- [Task brief] Copy every record below verbatim, line for line, in its original order.
━━━━━━
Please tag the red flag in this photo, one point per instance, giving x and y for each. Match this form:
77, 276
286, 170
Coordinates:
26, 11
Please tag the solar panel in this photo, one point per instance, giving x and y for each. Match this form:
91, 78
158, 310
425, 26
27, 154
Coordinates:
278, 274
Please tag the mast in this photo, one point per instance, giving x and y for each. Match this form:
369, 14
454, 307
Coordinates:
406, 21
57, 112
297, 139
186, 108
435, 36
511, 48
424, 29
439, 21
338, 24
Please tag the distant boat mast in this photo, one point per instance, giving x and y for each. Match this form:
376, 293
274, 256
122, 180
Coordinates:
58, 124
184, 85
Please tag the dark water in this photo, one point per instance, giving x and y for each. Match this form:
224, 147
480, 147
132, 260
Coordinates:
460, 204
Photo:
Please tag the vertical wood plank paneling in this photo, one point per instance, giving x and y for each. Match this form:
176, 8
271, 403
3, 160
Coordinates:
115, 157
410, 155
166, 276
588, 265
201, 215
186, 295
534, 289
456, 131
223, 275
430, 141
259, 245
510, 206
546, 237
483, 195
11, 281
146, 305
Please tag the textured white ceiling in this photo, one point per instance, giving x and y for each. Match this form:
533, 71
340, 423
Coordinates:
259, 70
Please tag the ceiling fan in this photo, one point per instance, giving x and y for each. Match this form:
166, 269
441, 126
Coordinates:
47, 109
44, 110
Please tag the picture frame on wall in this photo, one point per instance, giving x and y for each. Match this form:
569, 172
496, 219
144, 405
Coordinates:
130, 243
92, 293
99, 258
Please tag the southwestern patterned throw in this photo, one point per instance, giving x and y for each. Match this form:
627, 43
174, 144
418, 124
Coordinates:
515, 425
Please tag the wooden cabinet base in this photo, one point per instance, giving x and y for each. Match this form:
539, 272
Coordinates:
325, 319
━━━━━━
- [Solution to the problem]
Please tag the red flag in this photo, one point per instance, giving x and y for each. Match this form:
77, 276
286, 170
Coordinates:
26, 11
Please tag the solar panel in this photo, one point per instance, giving x and y for each. Match this form:
91, 78
158, 310
425, 26
27, 154
Coordinates:
278, 274
Please tag the mast in this photo, one point per instance, giving x and y for each. Match this form:
369, 14
454, 307
Coordinates:
406, 21
57, 112
297, 139
186, 108
435, 36
511, 48
424, 29
439, 21
338, 24
Please tag the distant boat mast in this photo, one point per instance, giving x and y for each. Match this form:
376, 293
274, 256
122, 180
Coordinates:
58, 124
184, 85
Please tag the dark water in this photo, one point per instance, giving x and y for each. Match this form:
224, 147
480, 147
132, 260
Coordinates:
460, 204
Photo:
Please tag the vertical wood plank paneling in this photo, one point per instance, giving x and y for each. Match this form:
176, 8
271, 403
3, 160
Coordinates:
115, 157
410, 155
166, 276
588, 265
201, 215
186, 295
534, 289
456, 131
223, 275
430, 141
259, 245
510, 206
546, 237
483, 195
11, 281
146, 305
Please tag the textured white ceiling in this photo, one point per instance, giving x and y for each. Match this form:
533, 71
340, 423
Coordinates:
259, 70
Please tag the ceiling fan in this photo, one point per instance, giving x and y for each. Match this form:
166, 269
441, 126
Coordinates:
47, 109
44, 110
Please tag the picture frame on wall in this photo, one point per instance, giving x and y for each. Match this form:
569, 172
496, 219
144, 405
Coordinates:
130, 243
92, 293
99, 258
Please tag the southwestern patterned throw in this photo, one point per instance, giving x and y for each. Match this form:
627, 43
174, 144
418, 124
Coordinates:
515, 425
Please tag the wooden cabinet base in this photo, one point per instance, giving x and y for each. Match this form:
539, 272
Coordinates:
325, 319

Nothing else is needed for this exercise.